* **Short task**
Copy out, word for word, the stretch of the material below from the line containing "facade. Keep to one point per instance." through the line containing "(1138, 141)", both lines included.

* **Supplied records**
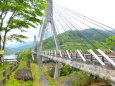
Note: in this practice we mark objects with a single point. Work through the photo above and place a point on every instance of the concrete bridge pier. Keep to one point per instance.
(57, 70)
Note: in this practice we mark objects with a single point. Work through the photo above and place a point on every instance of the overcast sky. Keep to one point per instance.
(100, 10)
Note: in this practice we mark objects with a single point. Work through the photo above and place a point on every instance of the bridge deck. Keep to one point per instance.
(91, 65)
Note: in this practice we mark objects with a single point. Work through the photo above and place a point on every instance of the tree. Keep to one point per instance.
(110, 42)
(21, 15)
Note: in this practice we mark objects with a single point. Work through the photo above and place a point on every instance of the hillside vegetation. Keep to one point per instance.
(74, 40)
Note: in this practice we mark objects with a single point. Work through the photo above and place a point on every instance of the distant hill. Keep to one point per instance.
(15, 48)
(73, 37)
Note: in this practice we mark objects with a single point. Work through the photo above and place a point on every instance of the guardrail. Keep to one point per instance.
(90, 58)
(5, 74)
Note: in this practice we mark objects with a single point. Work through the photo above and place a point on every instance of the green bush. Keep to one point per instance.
(25, 55)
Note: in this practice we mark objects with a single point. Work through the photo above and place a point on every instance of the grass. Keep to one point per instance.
(2, 66)
(50, 80)
(82, 79)
(36, 82)
(35, 75)
(60, 80)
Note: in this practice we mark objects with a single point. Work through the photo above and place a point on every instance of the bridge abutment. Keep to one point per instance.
(57, 70)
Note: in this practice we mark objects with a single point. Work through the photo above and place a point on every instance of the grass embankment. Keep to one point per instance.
(36, 82)
(60, 80)
(83, 79)
(2, 66)
(50, 80)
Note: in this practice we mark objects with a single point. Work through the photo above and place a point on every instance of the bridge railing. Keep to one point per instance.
(89, 58)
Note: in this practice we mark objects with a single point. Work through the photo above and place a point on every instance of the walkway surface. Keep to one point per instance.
(43, 80)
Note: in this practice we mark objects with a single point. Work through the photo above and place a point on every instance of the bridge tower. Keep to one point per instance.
(49, 20)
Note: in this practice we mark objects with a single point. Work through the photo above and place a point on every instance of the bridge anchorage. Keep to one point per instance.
(96, 63)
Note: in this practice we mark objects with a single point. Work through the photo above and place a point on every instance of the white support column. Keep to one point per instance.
(82, 57)
(68, 54)
(105, 56)
(98, 59)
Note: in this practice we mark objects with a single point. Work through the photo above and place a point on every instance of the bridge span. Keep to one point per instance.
(91, 65)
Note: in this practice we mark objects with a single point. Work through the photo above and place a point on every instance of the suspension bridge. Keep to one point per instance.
(95, 61)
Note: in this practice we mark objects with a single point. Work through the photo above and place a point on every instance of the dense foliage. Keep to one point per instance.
(73, 40)
(25, 55)
(21, 15)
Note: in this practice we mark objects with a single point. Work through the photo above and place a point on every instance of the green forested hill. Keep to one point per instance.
(74, 39)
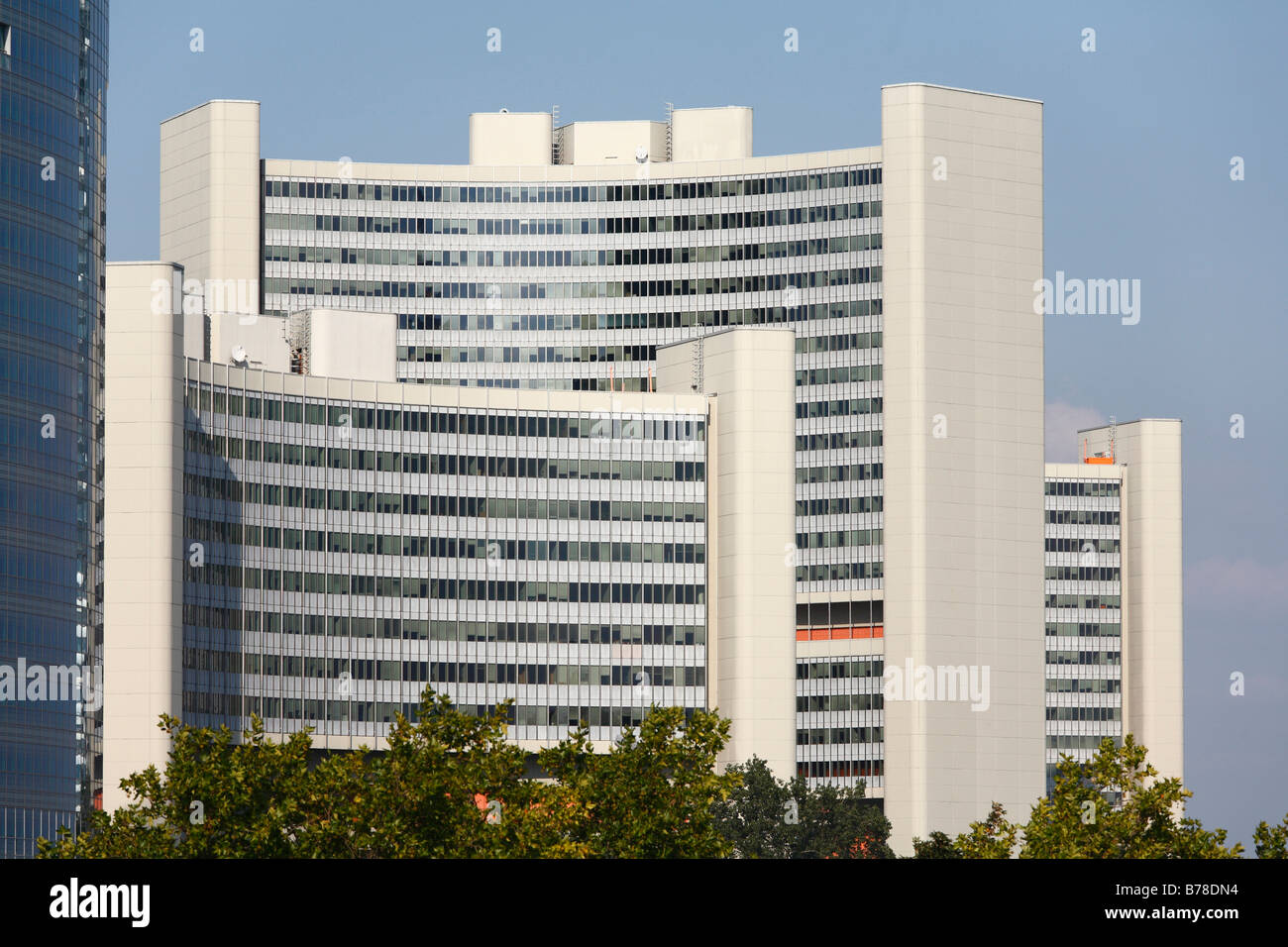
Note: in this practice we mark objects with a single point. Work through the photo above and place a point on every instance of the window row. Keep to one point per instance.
(570, 193)
(555, 226)
(635, 257)
(631, 289)
(754, 316)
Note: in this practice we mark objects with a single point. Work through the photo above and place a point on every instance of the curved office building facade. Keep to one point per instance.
(53, 82)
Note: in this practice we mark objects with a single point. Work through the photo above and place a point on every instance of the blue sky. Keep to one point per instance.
(1138, 141)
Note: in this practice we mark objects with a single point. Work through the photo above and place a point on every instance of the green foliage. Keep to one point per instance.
(1109, 806)
(652, 795)
(938, 845)
(1271, 841)
(771, 818)
(993, 838)
(449, 787)
(1081, 818)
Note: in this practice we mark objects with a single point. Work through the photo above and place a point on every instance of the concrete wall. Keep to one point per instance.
(263, 338)
(709, 134)
(752, 598)
(964, 570)
(510, 138)
(1153, 598)
(210, 192)
(356, 346)
(143, 519)
(610, 142)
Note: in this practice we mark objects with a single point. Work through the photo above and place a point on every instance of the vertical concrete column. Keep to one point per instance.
(143, 518)
(1153, 598)
(964, 467)
(750, 373)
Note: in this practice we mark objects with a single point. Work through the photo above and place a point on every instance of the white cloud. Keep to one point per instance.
(1063, 421)
(1232, 581)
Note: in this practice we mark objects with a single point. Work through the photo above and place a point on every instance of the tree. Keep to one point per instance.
(938, 845)
(767, 817)
(838, 822)
(256, 799)
(449, 785)
(1271, 841)
(1115, 806)
(993, 838)
(653, 793)
(759, 815)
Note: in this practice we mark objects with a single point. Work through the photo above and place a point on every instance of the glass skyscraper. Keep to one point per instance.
(53, 86)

* **Full solution**
Note: in this practice we mark objects with a single point. Work through the photo above and place a point on every instance of the curved office building facade. Keep to one point per instance.
(53, 82)
Note: in this practice we mark objects with a single point. Work through the photo above and place a point on every instance of the blue sky. Keep to one point per instance.
(1138, 141)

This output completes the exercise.